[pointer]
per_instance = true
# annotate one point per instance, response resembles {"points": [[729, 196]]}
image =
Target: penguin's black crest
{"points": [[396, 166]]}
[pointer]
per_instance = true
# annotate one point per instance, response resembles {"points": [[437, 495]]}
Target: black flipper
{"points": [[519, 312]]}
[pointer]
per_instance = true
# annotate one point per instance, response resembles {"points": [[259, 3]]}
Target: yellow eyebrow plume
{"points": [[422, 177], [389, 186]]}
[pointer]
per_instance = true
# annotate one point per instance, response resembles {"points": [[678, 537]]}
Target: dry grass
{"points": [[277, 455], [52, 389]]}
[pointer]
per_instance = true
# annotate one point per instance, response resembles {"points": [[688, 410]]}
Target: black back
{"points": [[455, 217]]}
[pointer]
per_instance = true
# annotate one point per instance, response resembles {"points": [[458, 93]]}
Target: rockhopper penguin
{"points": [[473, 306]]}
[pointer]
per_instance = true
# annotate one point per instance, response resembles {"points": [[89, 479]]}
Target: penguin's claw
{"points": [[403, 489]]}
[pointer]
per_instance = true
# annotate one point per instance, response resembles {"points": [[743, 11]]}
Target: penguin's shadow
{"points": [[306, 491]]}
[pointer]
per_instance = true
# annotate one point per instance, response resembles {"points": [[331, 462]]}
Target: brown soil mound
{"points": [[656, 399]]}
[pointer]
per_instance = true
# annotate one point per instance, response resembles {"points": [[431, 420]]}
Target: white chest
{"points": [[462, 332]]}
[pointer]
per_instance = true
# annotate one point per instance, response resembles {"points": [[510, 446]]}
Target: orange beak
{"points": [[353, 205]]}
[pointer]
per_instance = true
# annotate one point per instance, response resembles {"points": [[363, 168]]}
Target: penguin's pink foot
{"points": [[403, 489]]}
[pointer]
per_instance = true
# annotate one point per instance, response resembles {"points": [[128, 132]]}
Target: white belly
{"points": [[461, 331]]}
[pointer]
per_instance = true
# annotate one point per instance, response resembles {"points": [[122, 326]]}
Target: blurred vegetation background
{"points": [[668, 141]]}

Instructions for the task: From the first line to the last, copy the records exactly as they appear above.

Solution to this task:
[pointer]
per_instance = true
# annotate one point per instance, response resembles {"points": [[729, 196]]}
image =
Target: penguin's black crest
{"points": [[396, 166]]}
[pointer]
per_instance = true
# annotate one point per instance, response resembles {"points": [[437, 495]]}
Target: black flipper
{"points": [[519, 312]]}
[pointer]
per_instance = true
# annotate one point per instance, response resembles {"points": [[259, 3]]}
Target: yellow eyebrow plume
{"points": [[422, 177], [389, 186]]}
[pointer]
per_instance = true
# annotate one point per instance, response resembles {"points": [[678, 537]]}
Target: dry grass
{"points": [[277, 455], [52, 389]]}
[pointer]
per_instance = true
# annotate one point per instance, response resembles {"points": [[688, 410]]}
Target: black back
{"points": [[455, 217]]}
[pointer]
per_instance = true
# annotate one point per instance, response resembles {"points": [[458, 93]]}
Target: rockhopper penguin
{"points": [[473, 306]]}
[pointer]
per_instance = true
# annotate one point per instance, response resembles {"points": [[89, 479]]}
Target: penguin's claw
{"points": [[403, 489]]}
[pointer]
per_instance = true
# annotate one point per instance, response resembles {"points": [[743, 11]]}
Target: penguin's shadow
{"points": [[306, 491]]}
[pointer]
per_instance = true
# annotate one point per instance, response resembles {"points": [[331, 462]]}
Target: brown soil mound
{"points": [[656, 399]]}
[pointer]
per_instance = true
# annotate one point per instance, response resembles {"points": [[431, 420]]}
Target: white chest
{"points": [[462, 332]]}
[pointer]
per_instance = true
# annotate one point per instance, response resembles {"points": [[510, 446]]}
Target: orange beak
{"points": [[353, 205]]}
[pointer]
per_instance = true
# annotate one point per instance, response resembles {"points": [[363, 168]]}
Target: penguin's pink foot
{"points": [[403, 489]]}
[pointer]
per_instance = true
# annotate one point per instance, response resembles {"points": [[128, 132]]}
Target: white belly
{"points": [[461, 331]]}
[pointer]
per_instance = true
# annotate one point per instance, response resembles {"points": [[122, 326]]}
Target: blurred vegetation background
{"points": [[668, 141]]}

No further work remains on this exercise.